TO DO: Reproduce all of the material word for word.

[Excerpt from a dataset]
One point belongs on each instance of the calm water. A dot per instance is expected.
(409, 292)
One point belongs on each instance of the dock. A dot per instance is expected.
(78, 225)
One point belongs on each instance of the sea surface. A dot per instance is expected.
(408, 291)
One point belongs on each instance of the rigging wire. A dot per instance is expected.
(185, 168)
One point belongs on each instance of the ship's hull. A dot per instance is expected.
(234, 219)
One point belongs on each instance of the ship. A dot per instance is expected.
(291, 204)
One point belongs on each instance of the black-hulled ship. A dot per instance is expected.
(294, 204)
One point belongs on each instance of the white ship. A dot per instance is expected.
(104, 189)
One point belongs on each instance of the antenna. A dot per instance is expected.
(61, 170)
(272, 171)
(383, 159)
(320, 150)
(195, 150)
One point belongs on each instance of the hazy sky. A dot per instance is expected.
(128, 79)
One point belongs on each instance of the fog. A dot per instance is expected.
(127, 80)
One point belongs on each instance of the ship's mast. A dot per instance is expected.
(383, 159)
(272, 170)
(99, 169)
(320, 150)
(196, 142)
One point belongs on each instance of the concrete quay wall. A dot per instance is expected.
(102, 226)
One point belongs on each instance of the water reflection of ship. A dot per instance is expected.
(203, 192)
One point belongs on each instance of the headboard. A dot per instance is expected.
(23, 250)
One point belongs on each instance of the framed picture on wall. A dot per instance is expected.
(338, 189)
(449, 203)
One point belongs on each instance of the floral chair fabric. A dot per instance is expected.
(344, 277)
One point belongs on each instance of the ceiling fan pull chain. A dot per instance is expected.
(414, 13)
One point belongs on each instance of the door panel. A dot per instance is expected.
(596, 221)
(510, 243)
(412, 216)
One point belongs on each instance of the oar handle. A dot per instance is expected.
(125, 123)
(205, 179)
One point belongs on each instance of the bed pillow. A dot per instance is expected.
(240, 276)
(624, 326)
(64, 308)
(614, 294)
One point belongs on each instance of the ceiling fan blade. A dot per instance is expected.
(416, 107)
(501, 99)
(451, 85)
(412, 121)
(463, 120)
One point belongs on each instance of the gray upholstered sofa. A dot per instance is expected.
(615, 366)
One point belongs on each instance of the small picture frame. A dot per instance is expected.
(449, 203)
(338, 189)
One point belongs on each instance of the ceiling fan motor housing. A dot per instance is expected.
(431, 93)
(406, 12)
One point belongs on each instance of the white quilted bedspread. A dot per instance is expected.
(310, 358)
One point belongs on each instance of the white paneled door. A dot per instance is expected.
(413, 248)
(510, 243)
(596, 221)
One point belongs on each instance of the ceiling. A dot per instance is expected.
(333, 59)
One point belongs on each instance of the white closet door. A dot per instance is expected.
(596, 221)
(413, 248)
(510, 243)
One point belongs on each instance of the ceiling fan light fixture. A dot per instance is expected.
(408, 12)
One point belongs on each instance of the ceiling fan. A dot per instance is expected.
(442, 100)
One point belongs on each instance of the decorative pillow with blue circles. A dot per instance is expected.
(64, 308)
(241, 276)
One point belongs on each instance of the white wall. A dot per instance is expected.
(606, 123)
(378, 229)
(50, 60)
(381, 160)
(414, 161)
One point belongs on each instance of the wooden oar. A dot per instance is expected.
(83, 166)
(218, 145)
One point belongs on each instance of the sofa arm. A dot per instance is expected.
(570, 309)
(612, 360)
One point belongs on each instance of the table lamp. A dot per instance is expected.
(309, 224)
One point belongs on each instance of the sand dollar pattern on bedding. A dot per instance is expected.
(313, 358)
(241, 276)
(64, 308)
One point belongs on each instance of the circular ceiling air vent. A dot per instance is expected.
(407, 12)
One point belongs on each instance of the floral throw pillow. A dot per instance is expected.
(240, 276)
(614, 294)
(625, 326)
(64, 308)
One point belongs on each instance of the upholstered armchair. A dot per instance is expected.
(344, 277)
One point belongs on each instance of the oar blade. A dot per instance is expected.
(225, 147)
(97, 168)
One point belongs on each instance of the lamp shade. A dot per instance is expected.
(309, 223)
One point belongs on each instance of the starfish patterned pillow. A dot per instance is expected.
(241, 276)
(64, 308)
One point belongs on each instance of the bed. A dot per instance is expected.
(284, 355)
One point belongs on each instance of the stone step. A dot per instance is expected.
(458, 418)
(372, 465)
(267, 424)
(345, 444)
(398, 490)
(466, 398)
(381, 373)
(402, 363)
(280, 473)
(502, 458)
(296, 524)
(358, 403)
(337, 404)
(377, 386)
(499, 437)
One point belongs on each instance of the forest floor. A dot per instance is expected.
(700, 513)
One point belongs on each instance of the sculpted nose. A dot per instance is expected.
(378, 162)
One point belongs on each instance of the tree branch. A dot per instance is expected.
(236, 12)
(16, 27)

THE COMPLETED TASK:
One point belongs on each instance of the calm water. A dot per instance is expected.
(409, 292)
One point belongs on each instance of the dock. A dot per instance is expected.
(78, 225)
One point belongs on each instance of the sea surface. A dot per instance is expected.
(408, 291)
One point belongs on each instance of the rigging wire. A dot per instance is expected.
(185, 168)
One point belongs on each instance of the ship's hull. A dot per instance is expected.
(234, 219)
One point belongs on each instance of the ship. A dot per instance is expected.
(291, 204)
One point belongs on each instance of the black-hulled ship. A dot per instance is expected.
(294, 204)
One point belongs on each instance of the white ship. A dot per instance is expected.
(104, 189)
One point belongs on each instance of the antenna. A dot per instance is expected.
(61, 170)
(272, 171)
(383, 159)
(320, 150)
(195, 150)
One point belongs on each instance of the hazy sky. A dot per instance is expected.
(128, 79)
One point belongs on each instance of the fog. A dot per instance is expected.
(127, 80)
One point belongs on each instance of the ship's mast. A dot per instance is expected.
(383, 159)
(272, 170)
(99, 169)
(320, 150)
(196, 142)
One point belongs on each instance of the concrete quay wall. A dot per instance is expected.
(102, 226)
One point belongs on each instance of the water reflection of ship. A dot per instance is expected.
(203, 192)
One point belongs on each instance of the headboard. A dot per instance is expected.
(23, 250)
One point belongs on each instance of the framed picture on wall. A dot per instance is expected.
(338, 189)
(449, 203)
One point belongs on each instance of the floral chair fabric. A dot per instance is expected.
(344, 277)
One point belongs on each instance of the ceiling fan pull chain. A dot per instance is expected.
(414, 13)
One point belongs on each instance of the door panel. A dot per instance is expected.
(596, 221)
(510, 243)
(412, 216)
One point belongs on each instance of the oar handle. A dot per instance is expected.
(125, 123)
(205, 179)
One point belongs on each instance of the bed pillow. A dot per instance is expected.
(240, 276)
(624, 326)
(64, 308)
(614, 294)
One point belongs on each instance of the ceiling fan blade. A dot per instance is expected.
(416, 107)
(501, 99)
(451, 85)
(412, 121)
(463, 120)
One point belongs on each instance of the gray upholstered sofa. A dot per instance is expected.
(615, 366)
One point belongs on each instance of the small picture frame. A dot per instance is expected.
(449, 203)
(338, 189)
One point belongs on each instance of the ceiling fan motor housing. A dot per instance is expected.
(431, 93)
(406, 12)
One point belongs on each instance of the white quilted bedspread. A dot per instance is expected.
(310, 358)
One point belongs on each instance of the white paneled door. A dot per instance is expected.
(413, 248)
(510, 243)
(596, 221)
One point belongs on each instance of the ceiling. A dot per instance is expected.
(333, 59)
One point belongs on each instance of the white closet door. A dot per instance is expected.
(596, 221)
(413, 248)
(510, 243)
One point belongs on each instance of the ceiling fan light fixture. A dot per instance is expected.
(408, 12)
One point belongs on each instance of the ceiling fan. A dot per instance is expected.
(442, 100)
One point belongs on each instance of the decorative pillow with blue circles. A dot per instance is expected.
(64, 308)
(241, 276)
One point belongs on each instance of the white wall. A dot per instance is expected.
(606, 123)
(378, 229)
(50, 60)
(381, 160)
(414, 161)
One point belongs on each instance of the wooden oar. A dot per instance is expected.
(83, 166)
(218, 145)
One point belongs on each instance of the sofa arm. A dot per instance is expected.
(570, 309)
(612, 360)
One point belongs on each instance of the table lamp. A dot per instance is expected.
(309, 224)
One point belongs on each instance of the sand dollar pattern on bedding. A dot per instance is expected.
(313, 358)
(241, 276)
(64, 308)
One point belongs on each instance of the circular ceiling air vent. A dot per instance is expected.
(407, 12)
One point belongs on each instance of the floral throw pillow. A dot per instance is expected.
(240, 276)
(614, 294)
(625, 326)
(64, 308)
One point belongs on each instance of the upholstered armchair. A dot per instance is expected.
(344, 277)
One point belongs on each instance of the oar blade. A dot per instance is expected.
(225, 147)
(97, 168)
One point belongs on each instance of the lamp shade. A dot per instance is expected.
(309, 223)
One point belongs on each instance of the starfish patterned pillow. A dot per instance is expected.
(241, 276)
(64, 308)
One point belongs on each instance of the bed. A dot per instance is expected.
(284, 355)
One point belongs on each instance of the stone step. A dot per instance is expected.
(458, 418)
(372, 465)
(267, 424)
(345, 444)
(398, 490)
(466, 398)
(381, 373)
(402, 363)
(280, 473)
(502, 458)
(296, 524)
(358, 403)
(337, 404)
(377, 386)
(499, 437)
One point belongs on each instance of the forest floor. A dot per instance is expected.
(700, 513)
One point belongs on each instance of the sculpted nose. A dot per instance is expected.
(378, 162)
One point belongs on each instance of the tree branch. A dot per instance is expected.
(236, 12)
(16, 27)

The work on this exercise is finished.